Extrait du texte -
+-------+
MARSEILLE: Le ministre de l'Intérieur Bruno Retailleau a annoncé jeudi un coup de filet avec 21 interpellations de trafiquants appartenant au "haut du spectre" du narcobanditisme marseillais, lors d'un déplacement à Marseille.

Une opération "a eu lieu très tôt ce matin avec 21 interpellations liées au narcobanditisme, dans le haut de spectre, qui doit nous permettre de démanteler un réseau important sur Marseille", qui tenait la cité de la Castellane, dans les quartiers populaires du nord de la ville, a déclaré Bruno Retailleau lors d'une conférence de presse.

Les personnes arrêtées sont de "hauts responsables qui tiennent un réseau à la Castellane", "pas du menu fretin", a-t-il insisté: ce "ne sont pas des petites mains, des charbonneurs, mais des responsables de haut niveau du narcobantitisme", a insisté M. Retailleau.

Selon une source policière, cette enquête portait notamment sur du blanchiment.

Toutes ces interpellations jeudi matin n'ont cependant pas eu lieu à Marseille, pour ce réseau qui présente des "ramifications nationales mais avec des racines marseillaises", a ajouté le ministre sans plus de détail.

Au total, 170 enquêteurs ont été mobilisés pour ce coup de filet qui est, selon le ministre, "un coup dur", "sinon mortel", porté à ce réseau.

La cité de la Castellane, vaste ensemble d'immeubles blancs en bordure d'autoroute, est connue pour être un haut lieu marseillais de ces trafics de stupéfiants qui empoisonnent le quotidien des habitants. En mars 2024, Emmanuel Macron s'y était rendu pour lancer des opérations "place nette XXL" contre les trafiquants et depuis la présence policière y était quasi constante, mais si le trafic était moins visible il se poursuivait notamment via les livraisons.

Ce coup de filet n'a a priori "pas de lien" avec les récents faits visant des prisons en France, a également précisé le ministre.

Le ministre était à Marseille pour dresser un premier bilan des plans départementaux de restauration de la sécurité du quotidien, lancés en février, avec par exemple mercredi 1.000 fonctionnaires mobilisés dans les Bouches-du-Rhône qui ont procédé à 10.000 contrôles d'identité.

Au total, 106 personnes ont été interpellées, dont une trentaine d'étrangers en situation irrégulière, dans le cadre d'une opération "massive" et "visible".
+-------+
Données fournies -

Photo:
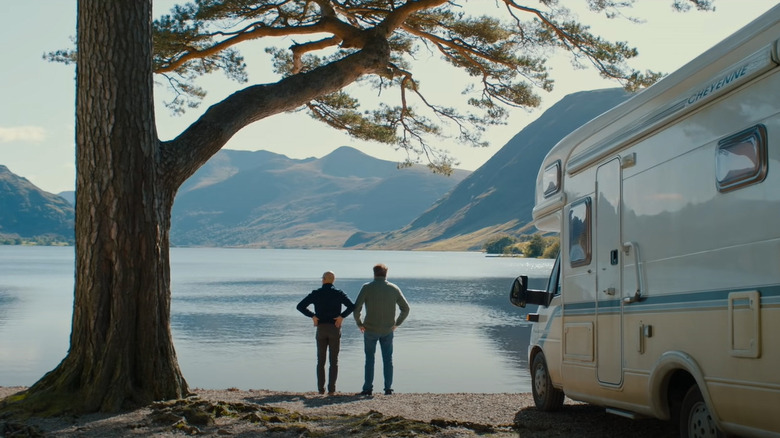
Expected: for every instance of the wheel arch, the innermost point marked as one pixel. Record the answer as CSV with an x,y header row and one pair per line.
x,y
670,378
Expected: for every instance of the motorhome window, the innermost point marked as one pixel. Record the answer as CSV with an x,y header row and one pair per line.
x,y
553,284
551,179
579,233
741,159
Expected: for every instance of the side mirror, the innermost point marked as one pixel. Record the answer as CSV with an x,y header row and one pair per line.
x,y
518,295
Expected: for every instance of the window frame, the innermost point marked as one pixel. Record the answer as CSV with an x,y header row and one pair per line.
x,y
551,189
757,135
587,230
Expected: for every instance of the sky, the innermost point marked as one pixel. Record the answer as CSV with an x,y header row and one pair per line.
x,y
37,97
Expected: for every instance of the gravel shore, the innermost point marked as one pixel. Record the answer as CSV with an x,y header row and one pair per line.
x,y
218,413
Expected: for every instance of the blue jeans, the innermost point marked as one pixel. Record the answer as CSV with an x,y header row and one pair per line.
x,y
386,344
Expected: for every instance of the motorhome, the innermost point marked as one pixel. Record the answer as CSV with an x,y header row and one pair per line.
x,y
665,299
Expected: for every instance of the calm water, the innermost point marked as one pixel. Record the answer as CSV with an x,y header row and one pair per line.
x,y
235,324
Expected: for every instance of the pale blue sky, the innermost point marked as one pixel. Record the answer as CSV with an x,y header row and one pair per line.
x,y
37,98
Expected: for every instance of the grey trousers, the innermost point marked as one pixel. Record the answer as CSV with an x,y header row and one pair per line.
x,y
328,340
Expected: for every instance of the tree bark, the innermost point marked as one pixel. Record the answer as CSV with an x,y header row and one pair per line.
x,y
121,353
121,349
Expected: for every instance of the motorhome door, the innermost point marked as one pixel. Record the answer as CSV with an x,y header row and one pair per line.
x,y
609,311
+-------+
Consigne A - Traduisez en anglais cette phrase de l'extrait sur le coup de filet à Marseille : « Selon une source policière, cette enquête portait notamment sur du blanchiment. »
Consigne B - Relevez tous les noms propres de lieux qui figurent dans l'extrait sur le coup de filet à Marseille.
Consigne C - Recopiez fidèlement le passage de l'extrait sur le coup de filet à Marseille qui s'ouvre sur les mots contenant "Les personnes arrêtées" et se clôt sur "sur du blanchiment.".

Réponse A - According to a police source, this investigation focused in particular on money laundering.

Réponse B - Marseille, la Castellane, France, Bouches-du-Rhône

Réponse C -
Les personnes arrêtées sont de "hauts responsables qui tiennent un réseau à la Castellane", "pas du menu fretin", a-t-il insisté: ce "ne sont pas des petites mains, des charbonneurs, mais des responsables de haut niveau du narcobantitisme", a insisté M. Retailleau.

Selon une source policière, cette enquête portait notamment sur du blanchiment.